Your objective ▸ Could you return the lines below exactly, from the first line up to and including the line that holds "Target: floating dock"?
[Available data Boundary: Start]
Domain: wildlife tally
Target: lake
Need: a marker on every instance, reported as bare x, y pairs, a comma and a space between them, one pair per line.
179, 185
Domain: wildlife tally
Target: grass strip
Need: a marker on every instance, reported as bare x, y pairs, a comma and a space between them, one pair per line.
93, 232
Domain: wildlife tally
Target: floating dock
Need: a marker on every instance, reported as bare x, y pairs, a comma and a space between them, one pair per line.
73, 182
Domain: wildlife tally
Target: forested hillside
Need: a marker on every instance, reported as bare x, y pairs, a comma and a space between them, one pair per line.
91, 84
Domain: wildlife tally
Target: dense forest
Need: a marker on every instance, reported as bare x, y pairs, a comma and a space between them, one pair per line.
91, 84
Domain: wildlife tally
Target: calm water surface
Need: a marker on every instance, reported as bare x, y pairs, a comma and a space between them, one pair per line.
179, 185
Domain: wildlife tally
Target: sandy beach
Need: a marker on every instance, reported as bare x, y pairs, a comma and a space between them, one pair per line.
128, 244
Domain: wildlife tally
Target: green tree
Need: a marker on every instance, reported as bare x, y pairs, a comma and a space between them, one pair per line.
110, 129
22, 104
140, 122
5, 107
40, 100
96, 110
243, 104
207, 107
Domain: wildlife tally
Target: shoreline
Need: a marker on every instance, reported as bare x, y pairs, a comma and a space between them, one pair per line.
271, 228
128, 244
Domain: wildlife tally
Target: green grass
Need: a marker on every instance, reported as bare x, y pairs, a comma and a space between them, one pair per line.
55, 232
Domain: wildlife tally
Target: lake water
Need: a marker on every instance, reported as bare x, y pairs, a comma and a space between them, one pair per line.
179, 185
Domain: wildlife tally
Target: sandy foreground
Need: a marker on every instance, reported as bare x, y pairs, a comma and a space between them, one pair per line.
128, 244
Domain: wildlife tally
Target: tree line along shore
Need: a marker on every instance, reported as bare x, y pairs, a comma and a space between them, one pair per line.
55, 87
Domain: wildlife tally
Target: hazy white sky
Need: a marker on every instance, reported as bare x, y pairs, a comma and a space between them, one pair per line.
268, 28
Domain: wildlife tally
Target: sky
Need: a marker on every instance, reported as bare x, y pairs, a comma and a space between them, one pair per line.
[Available data Boundary: End]
Problem solution ▸
Domain: wildlife tally
Target: lake
Need: a marker on every instance, reported as bare x, y pairs, a comma and a space between them, one pair per line.
179, 185
Domain: wildlife tally
Target: grass strip
Need: a marker on every instance, reported as bare x, y pairs, a comma and a space between them, one pair per line.
93, 232
Domain: wildlife tally
Target: floating dock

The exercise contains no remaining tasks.